====== Provided data

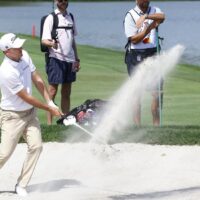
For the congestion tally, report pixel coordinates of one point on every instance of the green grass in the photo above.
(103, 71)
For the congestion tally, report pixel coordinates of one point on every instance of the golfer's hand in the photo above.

============
====== Provided data

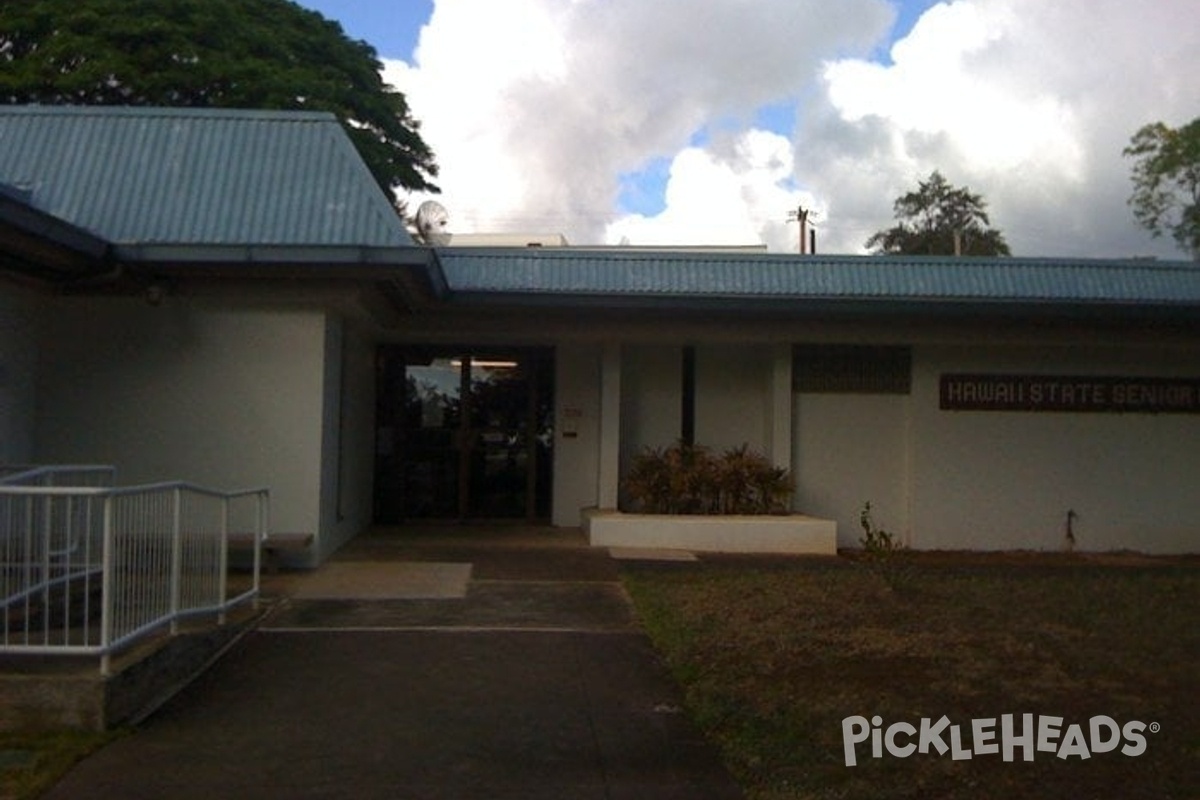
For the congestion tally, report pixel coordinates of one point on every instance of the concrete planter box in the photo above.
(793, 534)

============
====== Provided data

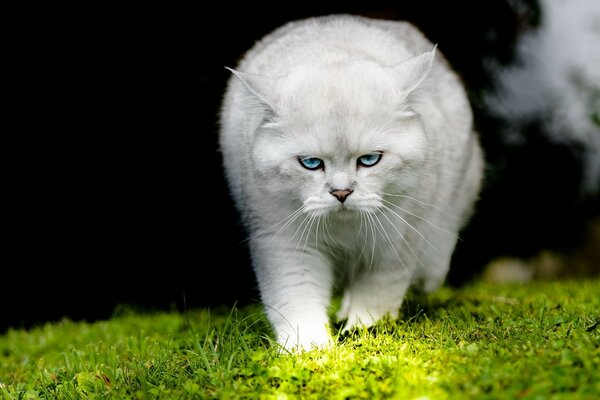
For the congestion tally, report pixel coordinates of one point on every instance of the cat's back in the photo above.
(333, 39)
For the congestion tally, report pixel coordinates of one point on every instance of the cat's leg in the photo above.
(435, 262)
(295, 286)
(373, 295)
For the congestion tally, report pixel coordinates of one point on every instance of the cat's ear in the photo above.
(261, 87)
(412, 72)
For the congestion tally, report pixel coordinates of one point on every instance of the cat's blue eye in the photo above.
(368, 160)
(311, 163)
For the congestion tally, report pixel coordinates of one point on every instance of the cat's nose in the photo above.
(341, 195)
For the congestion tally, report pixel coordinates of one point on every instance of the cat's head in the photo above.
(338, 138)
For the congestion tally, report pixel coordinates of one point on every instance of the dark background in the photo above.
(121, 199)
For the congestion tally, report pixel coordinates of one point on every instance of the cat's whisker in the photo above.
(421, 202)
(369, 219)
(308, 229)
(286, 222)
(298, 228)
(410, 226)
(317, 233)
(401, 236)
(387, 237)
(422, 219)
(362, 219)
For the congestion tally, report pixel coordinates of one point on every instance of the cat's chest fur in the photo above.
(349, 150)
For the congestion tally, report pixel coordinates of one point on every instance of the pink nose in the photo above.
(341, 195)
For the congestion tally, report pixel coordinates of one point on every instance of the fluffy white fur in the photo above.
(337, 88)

============

- **Work item**: Quote the data above from the line containing "grass in the photo above." to the line containing "hand in the photo above.", inclusive, and stop.

- **Exercise solution**:
For the congestion tally, report pixel coordinates of one point on every instance of the green grass in the photo above.
(103, 71)
For the congestion tally, report pixel coordinates of one point on every instance of the golfer's hand in the photo above.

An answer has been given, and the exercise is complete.